- _EXERCISE DETAILS_
Repeat each of the items below word for word, and leave out the pictures.

- _INPUT_
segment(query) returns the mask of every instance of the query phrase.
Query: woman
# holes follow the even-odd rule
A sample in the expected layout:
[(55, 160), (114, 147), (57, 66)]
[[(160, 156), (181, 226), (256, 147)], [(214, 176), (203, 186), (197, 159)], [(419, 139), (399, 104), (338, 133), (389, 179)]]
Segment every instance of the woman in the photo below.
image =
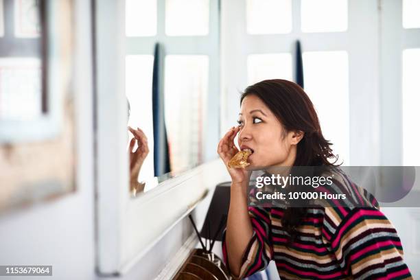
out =
[[(397, 232), (372, 198), (364, 198), (369, 207), (248, 207), (253, 167), (274, 174), (279, 167), (334, 165), (329, 159), (336, 157), (296, 84), (260, 82), (245, 90), (240, 104), (239, 126), (218, 148), (232, 179), (223, 254), (233, 276), (252, 275), (272, 259), (282, 279), (411, 278)], [(240, 149), (253, 152), (246, 169), (228, 167), (238, 152), (237, 135)], [(344, 175), (336, 179), (354, 185)]]

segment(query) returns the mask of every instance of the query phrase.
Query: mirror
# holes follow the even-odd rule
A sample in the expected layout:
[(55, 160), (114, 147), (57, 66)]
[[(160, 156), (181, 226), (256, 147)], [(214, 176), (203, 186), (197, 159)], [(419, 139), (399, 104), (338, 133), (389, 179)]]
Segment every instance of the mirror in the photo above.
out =
[(67, 43), (56, 35), (65, 21), (51, 16), (60, 12), (54, 5), (0, 1), (0, 143), (45, 140), (59, 132), (60, 97), (51, 93), (61, 90), (55, 58)]
[(126, 1), (132, 196), (217, 156), (217, 2)]
[(75, 189), (71, 0), (0, 1), (0, 213)]

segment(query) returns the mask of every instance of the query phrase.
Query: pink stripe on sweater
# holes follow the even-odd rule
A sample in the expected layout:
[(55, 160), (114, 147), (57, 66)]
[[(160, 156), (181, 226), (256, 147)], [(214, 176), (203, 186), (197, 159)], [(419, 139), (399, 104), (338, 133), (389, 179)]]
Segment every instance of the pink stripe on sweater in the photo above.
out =
[[(272, 241), (275, 242), (283, 242), (283, 243), (285, 243), (287, 242), (287, 240), (285, 238), (281, 238), (281, 237), (272, 237)], [(299, 243), (293, 243), (293, 246), (297, 248), (300, 248), (301, 249), (307, 249), (307, 250), (310, 250), (312, 251), (316, 251), (318, 253), (325, 253), (327, 251), (327, 248), (318, 248), (314, 245), (307, 245), (307, 244), (301, 244)]]
[(266, 233), (266, 231), (264, 231), (264, 229), (261, 226), (258, 222), (257, 222), (257, 219), (255, 219), (255, 218), (251, 218), (251, 222), (253, 223), (253, 228), (254, 228), (254, 229), (257, 229), (257, 231), (255, 231), (257, 233), (259, 232), (262, 233), (262, 235), (264, 235), (265, 237), (267, 237), (267, 233)]
[(270, 219), (268, 219), (267, 217), (264, 216), (263, 214), (259, 213), (259, 211), (258, 210), (257, 210), (255, 208), (253, 207), (252, 209), (249, 209), (248, 211), (250, 211), (251, 212), (253, 212), (253, 214), (255, 214), (258, 217), (259, 217), (261, 219), (263, 219), (267, 224), (270, 224)]
[(344, 226), (340, 229), (338, 235), (337, 235), (337, 236), (336, 237), (336, 239), (333, 241), (333, 243), (332, 243), (333, 247), (336, 247), (337, 246), (337, 244), (339, 242), (341, 241), (341, 237), (342, 236), (342, 233), (349, 226), (351, 226), (351, 224), (353, 224), (353, 222), (355, 220), (356, 220), (357, 219), (358, 219), (359, 218), (360, 218), (361, 216), (362, 216), (364, 215), (373, 215), (373, 216), (377, 216), (377, 217), (381, 217), (381, 216), (384, 215), (381, 212), (378, 211), (377, 210), (364, 210), (364, 209), (360, 209), (358, 213), (354, 214), (353, 215), (353, 217), (351, 217), (350, 219), (349, 219), (349, 220), (347, 220), (346, 222), (346, 223), (344, 224)]
[(310, 277), (314, 277), (316, 279), (327, 279), (329, 278), (335, 278), (339, 276), (344, 276), (344, 275), (341, 273), (340, 272), (337, 272), (334, 274), (329, 274), (328, 275), (323, 275), (319, 273), (314, 272), (312, 271), (299, 270), (296, 268), (292, 268), (284, 263), (277, 263), (276, 264), (277, 264), (277, 268), (283, 267), (286, 270), (293, 272), (296, 276), (297, 275), (310, 276)]
[[(401, 244), (401, 242), (399, 243)], [(358, 257), (362, 256), (363, 255), (371, 250), (373, 250), (375, 249), (380, 249), (381, 247), (385, 247), (388, 245), (395, 246), (394, 243), (391, 240), (385, 240), (385, 241), (382, 241), (380, 242), (376, 242), (374, 244), (368, 246), (367, 247), (364, 248), (363, 249), (360, 250), (358, 253), (355, 253), (351, 255), (350, 256), (350, 261), (353, 261), (354, 259), (357, 259)]]

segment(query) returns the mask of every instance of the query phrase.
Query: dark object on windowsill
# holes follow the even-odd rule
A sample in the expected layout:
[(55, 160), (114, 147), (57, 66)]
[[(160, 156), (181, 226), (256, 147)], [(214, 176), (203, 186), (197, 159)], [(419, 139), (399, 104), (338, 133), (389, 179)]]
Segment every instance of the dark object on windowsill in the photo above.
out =
[[(200, 241), (201, 248), (194, 249), (174, 277), (176, 279), (231, 279), (222, 259), (212, 253), (215, 241), (222, 241), (223, 230), (226, 227), (231, 199), (230, 187), (230, 182), (222, 183), (216, 186), (201, 233), (198, 231), (192, 216), (189, 215)], [(205, 244), (202, 238), (206, 239)]]

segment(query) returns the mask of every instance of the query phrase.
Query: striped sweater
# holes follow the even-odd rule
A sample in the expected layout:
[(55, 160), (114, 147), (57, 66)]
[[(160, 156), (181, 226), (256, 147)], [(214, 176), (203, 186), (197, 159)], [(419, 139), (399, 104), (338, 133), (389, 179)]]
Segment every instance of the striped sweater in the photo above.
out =
[[(281, 279), (412, 279), (397, 231), (379, 207), (308, 208), (291, 244), (281, 224), (285, 210), (248, 207), (253, 235), (235, 279), (264, 269), (270, 260)], [(229, 268), (224, 234), (222, 246)]]

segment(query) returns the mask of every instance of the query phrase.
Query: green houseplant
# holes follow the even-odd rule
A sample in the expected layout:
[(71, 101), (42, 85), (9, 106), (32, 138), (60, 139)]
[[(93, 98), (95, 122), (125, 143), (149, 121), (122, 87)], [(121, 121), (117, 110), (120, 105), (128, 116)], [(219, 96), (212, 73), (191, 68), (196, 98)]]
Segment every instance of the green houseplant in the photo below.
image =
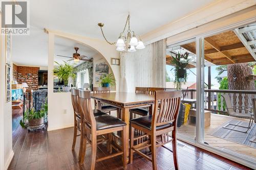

- _FINISHED TASK_
segment(query) returns the mask of every instance of the query phrase.
Query: woman
# holes follow the even-odd rule
A sample in the expected layout:
[(55, 160), (114, 147), (57, 66)]
[[(160, 156), (181, 226), (256, 147)], [(214, 176), (203, 186), (197, 159)], [(419, 139), (399, 104), (338, 133), (389, 179)]]
Segment every instance of the woman in the photo below.
image =
out =
[[(397, 232), (372, 198), (364, 198), (369, 207), (248, 207), (253, 167), (274, 174), (279, 167), (334, 165), (329, 159), (336, 157), (296, 84), (260, 82), (245, 90), (240, 104), (239, 126), (218, 148), (232, 179), (223, 254), (233, 276), (252, 275), (272, 259), (282, 279), (411, 278)], [(240, 149), (253, 152), (246, 169), (228, 167), (238, 152), (237, 135)], [(344, 175), (336, 179), (354, 185)]]

segment(query) returns the mask of every instance of the query phrase.
Query: mirror
# holes follow the even-odd rule
A sample in the expected layout:
[(55, 160), (114, 147), (57, 66)]
[[(160, 156), (181, 226), (256, 147)], [(214, 176), (203, 186), (197, 159)], [(419, 139), (399, 104), (338, 133), (389, 179)]]
Segment every instance of the mirror in the photo above.
out =
[(67, 43), (56, 35), (65, 21), (51, 16), (60, 12), (54, 5), (0, 1), (0, 143), (45, 140), (59, 132), (60, 97), (51, 93), (61, 90), (55, 58)]
[(126, 1), (132, 196), (217, 156), (217, 2)]
[(75, 189), (71, 0), (0, 1), (0, 213)]

segment(query) returns the mask of every instance of the query phrase.
Query: pink stripe on sweater
# holes follow the even-odd rule
A sample in the expected layout:
[(55, 160), (114, 147), (57, 66)]
[[(160, 156), (181, 226), (256, 147)], [(214, 176), (203, 186), (197, 159)], [(419, 139), (399, 104), (338, 133), (389, 179)]]
Segment every instance of the pink stripe on sweater in the photo above.
out =
[[(272, 241), (275, 242), (283, 242), (283, 243), (285, 243), (287, 242), (287, 240), (285, 238), (281, 238), (281, 237), (272, 237)], [(299, 243), (293, 243), (293, 246), (297, 248), (300, 248), (301, 249), (307, 249), (307, 250), (310, 250), (312, 251), (316, 251), (318, 253), (325, 253), (327, 251), (327, 248), (318, 248), (314, 245), (307, 245), (307, 244), (301, 244)]]
[(266, 233), (266, 231), (264, 231), (264, 229), (261, 226), (258, 222), (257, 222), (257, 219), (255, 219), (255, 218), (251, 218), (251, 222), (253, 223), (253, 228), (254, 228), (254, 229), (257, 229), (257, 231), (255, 231), (257, 233), (259, 232), (262, 233), (262, 235), (264, 235), (265, 237), (267, 237), (267, 233)]
[(270, 219), (268, 219), (267, 217), (264, 216), (263, 214), (259, 213), (259, 211), (258, 210), (257, 210), (255, 208), (253, 207), (252, 209), (249, 209), (248, 211), (250, 211), (251, 212), (253, 212), (253, 214), (255, 214), (258, 217), (259, 217), (261, 219), (263, 219), (267, 224), (270, 224)]
[(344, 226), (340, 229), (338, 235), (337, 235), (337, 236), (336, 237), (336, 239), (333, 241), (333, 243), (332, 243), (333, 247), (336, 247), (337, 246), (337, 244), (339, 242), (341, 241), (341, 237), (342, 236), (342, 233), (349, 226), (351, 226), (351, 224), (353, 224), (353, 222), (355, 220), (356, 220), (357, 219), (358, 219), (359, 218), (360, 218), (361, 216), (362, 216), (364, 215), (373, 215), (373, 216), (377, 216), (377, 217), (381, 217), (381, 216), (384, 215), (381, 212), (378, 211), (377, 210), (364, 210), (364, 209), (360, 209), (358, 213), (354, 214), (353, 215), (353, 217), (351, 217), (350, 219), (349, 219), (349, 220), (347, 220), (346, 222), (346, 223), (344, 224)]
[(310, 277), (314, 277), (316, 279), (327, 279), (329, 278), (335, 278), (339, 276), (344, 276), (344, 275), (341, 273), (340, 272), (337, 272), (334, 274), (329, 274), (328, 275), (323, 275), (319, 273), (314, 272), (312, 271), (299, 270), (296, 268), (292, 268), (284, 263), (277, 263), (276, 264), (277, 264), (277, 268), (283, 267), (286, 270), (293, 272), (296, 276), (297, 275), (310, 276)]
[[(401, 244), (401, 242), (399, 243)], [(358, 257), (362, 256), (363, 255), (371, 250), (373, 250), (375, 249), (380, 249), (381, 247), (385, 247), (388, 245), (395, 246), (394, 243), (391, 240), (385, 240), (385, 241), (382, 241), (380, 242), (376, 242), (374, 244), (368, 246), (367, 247), (364, 248), (363, 249), (360, 250), (358, 253), (355, 253), (351, 255), (350, 256), (350, 261), (353, 261), (354, 259), (357, 259)]]

segment(query) returns the mask of every instance of the query phrase.
Query: dark object on windowsill
# holes follow the even-odd rule
A sample in the expected layout:
[(55, 160), (114, 147), (57, 66)]
[[(160, 156), (181, 226), (256, 147)], [(214, 176), (203, 186), (197, 159)], [(419, 139), (399, 104), (338, 133), (389, 179)]]
Segment every instance of the dark object on windowsill in the photo above.
out =
[[(200, 241), (201, 248), (194, 249), (174, 277), (176, 279), (231, 279), (222, 259), (212, 253), (215, 241), (222, 241), (223, 230), (226, 227), (231, 199), (230, 187), (230, 182), (222, 183), (216, 186), (201, 233), (198, 231), (192, 216), (189, 215)], [(205, 244), (202, 238), (206, 239)]]

segment(query) returns the mask of every instance of the query phrase.
Query: striped sweater
# holes follow the even-odd rule
A sample in the expected layout:
[(55, 160), (114, 147), (57, 66)]
[[(160, 156), (181, 226), (256, 147)], [(214, 176), (203, 186), (197, 159)], [(419, 139), (399, 104), (338, 133), (389, 179)]]
Segment every instance of the striped sweater in the photo above.
out =
[[(281, 279), (412, 279), (397, 231), (379, 207), (308, 208), (291, 244), (281, 224), (285, 210), (248, 207), (253, 235), (235, 279), (264, 269), (270, 260)], [(229, 268), (224, 234), (222, 246)]]

segment(query) returns the mask of every instance of the query phrase.
Query: green houseplant
# holes follow the even-odd rule
A sample in the expected layout:
[(71, 101), (42, 85), (9, 106), (32, 138), (60, 139)]
[[(93, 98), (95, 122), (125, 143), (149, 121), (122, 87)], [(121, 121), (117, 110), (120, 105), (128, 116)], [(219, 96), (212, 73), (191, 68), (196, 98)]]
Segment every instance of the green houseplant in the photo below.
image =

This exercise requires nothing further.